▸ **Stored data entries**
_____

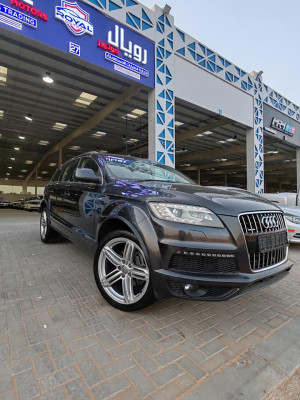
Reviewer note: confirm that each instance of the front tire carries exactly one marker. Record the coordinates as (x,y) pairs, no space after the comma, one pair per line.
(121,272)
(47,233)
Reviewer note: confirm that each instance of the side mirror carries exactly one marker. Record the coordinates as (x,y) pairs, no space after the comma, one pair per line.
(87,175)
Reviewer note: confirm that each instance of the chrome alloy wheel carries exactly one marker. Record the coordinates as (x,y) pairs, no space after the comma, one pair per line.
(123,271)
(43,224)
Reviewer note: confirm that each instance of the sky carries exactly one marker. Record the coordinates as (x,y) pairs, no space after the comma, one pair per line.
(255,35)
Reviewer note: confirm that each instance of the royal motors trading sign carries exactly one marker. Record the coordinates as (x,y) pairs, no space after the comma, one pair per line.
(83,31)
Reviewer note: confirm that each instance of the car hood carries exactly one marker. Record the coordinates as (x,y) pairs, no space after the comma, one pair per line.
(220,201)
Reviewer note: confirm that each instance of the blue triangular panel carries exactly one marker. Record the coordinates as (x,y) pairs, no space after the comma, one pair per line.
(203,48)
(159,154)
(170,43)
(169,143)
(168,71)
(113,6)
(171,157)
(130,3)
(181,34)
(159,107)
(171,132)
(162,134)
(192,53)
(159,28)
(135,19)
(181,51)
(145,17)
(158,80)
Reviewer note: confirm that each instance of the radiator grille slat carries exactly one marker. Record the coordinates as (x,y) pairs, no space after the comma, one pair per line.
(257,223)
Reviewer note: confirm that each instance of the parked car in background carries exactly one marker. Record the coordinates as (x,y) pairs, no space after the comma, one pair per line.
(16,204)
(32,204)
(156,233)
(4,204)
(291,213)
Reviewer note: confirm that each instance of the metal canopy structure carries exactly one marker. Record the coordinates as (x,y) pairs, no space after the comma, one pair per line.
(207,144)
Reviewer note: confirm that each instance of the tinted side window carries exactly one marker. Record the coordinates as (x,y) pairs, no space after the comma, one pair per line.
(56,175)
(89,163)
(68,171)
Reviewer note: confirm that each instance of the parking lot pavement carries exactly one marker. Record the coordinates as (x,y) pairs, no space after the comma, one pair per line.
(60,340)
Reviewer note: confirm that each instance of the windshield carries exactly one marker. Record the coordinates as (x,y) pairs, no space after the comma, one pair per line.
(143,170)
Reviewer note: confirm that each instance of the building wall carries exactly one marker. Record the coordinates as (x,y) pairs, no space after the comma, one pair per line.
(199,87)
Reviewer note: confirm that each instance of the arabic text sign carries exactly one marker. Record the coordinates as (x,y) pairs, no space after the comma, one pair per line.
(76,28)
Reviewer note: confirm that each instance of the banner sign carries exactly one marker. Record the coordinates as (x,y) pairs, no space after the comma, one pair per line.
(81,30)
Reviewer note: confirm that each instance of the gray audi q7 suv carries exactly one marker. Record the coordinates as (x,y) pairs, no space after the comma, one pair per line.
(156,233)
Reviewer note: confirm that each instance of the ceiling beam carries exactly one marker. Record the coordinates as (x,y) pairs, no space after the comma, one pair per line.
(91,123)
(267,159)
(212,123)
(218,153)
(207,126)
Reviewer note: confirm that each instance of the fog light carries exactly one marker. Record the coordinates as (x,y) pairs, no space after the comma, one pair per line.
(194,290)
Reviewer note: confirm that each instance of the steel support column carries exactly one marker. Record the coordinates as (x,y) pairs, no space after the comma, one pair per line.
(161,100)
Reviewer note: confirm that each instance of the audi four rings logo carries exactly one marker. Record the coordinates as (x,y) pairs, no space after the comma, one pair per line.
(270,222)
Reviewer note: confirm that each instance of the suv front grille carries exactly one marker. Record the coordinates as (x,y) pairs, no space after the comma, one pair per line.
(260,261)
(262,222)
(203,265)
(264,229)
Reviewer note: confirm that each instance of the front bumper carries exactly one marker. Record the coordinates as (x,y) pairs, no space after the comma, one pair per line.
(213,287)
(173,238)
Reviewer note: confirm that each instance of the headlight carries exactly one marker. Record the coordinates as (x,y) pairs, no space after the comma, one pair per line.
(293,218)
(186,214)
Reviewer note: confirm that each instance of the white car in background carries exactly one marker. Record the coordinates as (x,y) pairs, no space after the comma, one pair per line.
(32,205)
(291,212)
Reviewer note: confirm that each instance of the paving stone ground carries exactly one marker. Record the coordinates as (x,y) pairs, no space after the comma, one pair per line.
(59,339)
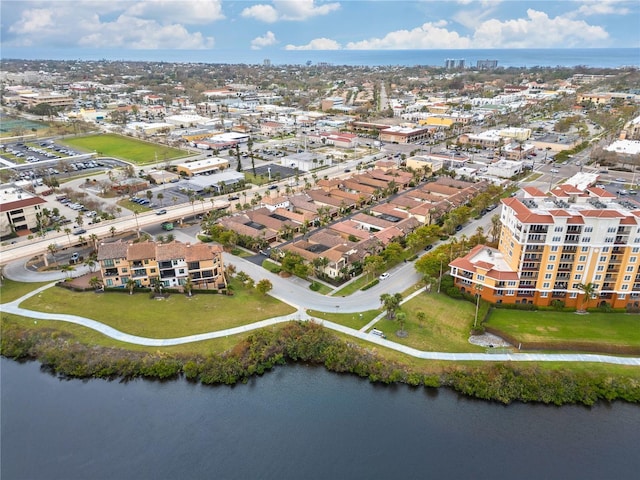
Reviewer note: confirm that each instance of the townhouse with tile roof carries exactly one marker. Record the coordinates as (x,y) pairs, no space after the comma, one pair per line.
(171,264)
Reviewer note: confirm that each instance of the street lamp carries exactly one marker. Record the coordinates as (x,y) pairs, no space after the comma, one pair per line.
(478,289)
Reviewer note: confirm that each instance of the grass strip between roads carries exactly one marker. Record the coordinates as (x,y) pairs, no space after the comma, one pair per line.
(550,326)
(176,316)
(135,151)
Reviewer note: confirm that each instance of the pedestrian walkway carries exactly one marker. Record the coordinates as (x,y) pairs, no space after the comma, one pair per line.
(301,315)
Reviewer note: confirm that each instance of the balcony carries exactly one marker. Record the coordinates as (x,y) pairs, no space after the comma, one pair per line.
(167,273)
(525,293)
(536,239)
(571,238)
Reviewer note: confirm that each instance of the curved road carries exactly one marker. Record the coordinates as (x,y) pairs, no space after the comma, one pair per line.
(13,307)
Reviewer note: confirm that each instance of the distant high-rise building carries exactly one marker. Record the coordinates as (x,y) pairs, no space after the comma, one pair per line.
(453,63)
(486,64)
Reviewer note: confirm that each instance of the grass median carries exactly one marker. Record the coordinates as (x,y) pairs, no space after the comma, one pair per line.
(135,151)
(548,326)
(176,316)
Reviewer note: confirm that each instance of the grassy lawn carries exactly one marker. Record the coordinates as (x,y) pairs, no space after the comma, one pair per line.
(138,315)
(323,289)
(612,328)
(271,266)
(351,320)
(354,286)
(135,151)
(445,326)
(10,290)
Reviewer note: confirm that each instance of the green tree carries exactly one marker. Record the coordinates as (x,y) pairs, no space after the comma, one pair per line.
(391,303)
(588,291)
(188,286)
(95,283)
(264,286)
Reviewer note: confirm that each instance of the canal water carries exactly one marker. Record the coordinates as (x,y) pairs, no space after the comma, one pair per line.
(297,422)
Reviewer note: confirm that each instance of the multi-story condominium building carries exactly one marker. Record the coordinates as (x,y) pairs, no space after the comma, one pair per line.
(19,210)
(552,244)
(170,263)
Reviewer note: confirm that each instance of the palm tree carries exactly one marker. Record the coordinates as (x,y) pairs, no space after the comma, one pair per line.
(589,291)
(95,283)
(68,269)
(188,286)
(53,248)
(391,303)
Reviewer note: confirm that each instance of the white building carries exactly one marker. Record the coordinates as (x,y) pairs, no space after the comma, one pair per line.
(505,168)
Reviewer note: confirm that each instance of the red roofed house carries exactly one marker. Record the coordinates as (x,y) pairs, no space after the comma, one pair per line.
(552,244)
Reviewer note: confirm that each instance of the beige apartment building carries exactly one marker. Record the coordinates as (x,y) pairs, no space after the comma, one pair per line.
(552,244)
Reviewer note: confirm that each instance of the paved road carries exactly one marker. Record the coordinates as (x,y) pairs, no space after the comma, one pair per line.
(14,308)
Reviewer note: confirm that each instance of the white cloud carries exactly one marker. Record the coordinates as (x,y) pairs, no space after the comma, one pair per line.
(263,13)
(316,44)
(33,21)
(429,35)
(538,30)
(602,7)
(83,24)
(136,33)
(190,12)
(266,40)
(292,10)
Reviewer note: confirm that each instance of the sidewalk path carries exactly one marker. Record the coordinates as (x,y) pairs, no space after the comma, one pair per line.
(14,308)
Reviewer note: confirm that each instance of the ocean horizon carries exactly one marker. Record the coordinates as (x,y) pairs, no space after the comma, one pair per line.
(506,58)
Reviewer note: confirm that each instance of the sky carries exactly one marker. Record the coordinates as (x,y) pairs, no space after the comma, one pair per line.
(281,25)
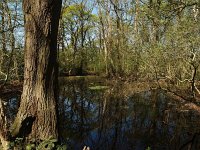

_____

▸ **TASK GOAL**
Please output the lines of the records above from the one with "Reviewer note: confirm that each instance of the ocean" through the last, exactly as they appear and with both ends included; skip any pictures and add nothing.

▸ **THE COMPLETED TASK**
Reviewer note: confirm that each instance of the ocean horizon carries exactly one marker. Record the coordinates as (x,y) pairs, no space after the comma, one pair per line.
(506,58)
Reviewer note: confirm that each instance of the sky carries exactly one marker. Record the coordinates as (x,y) pairs, no space after the comma, one pair per line.
(281,25)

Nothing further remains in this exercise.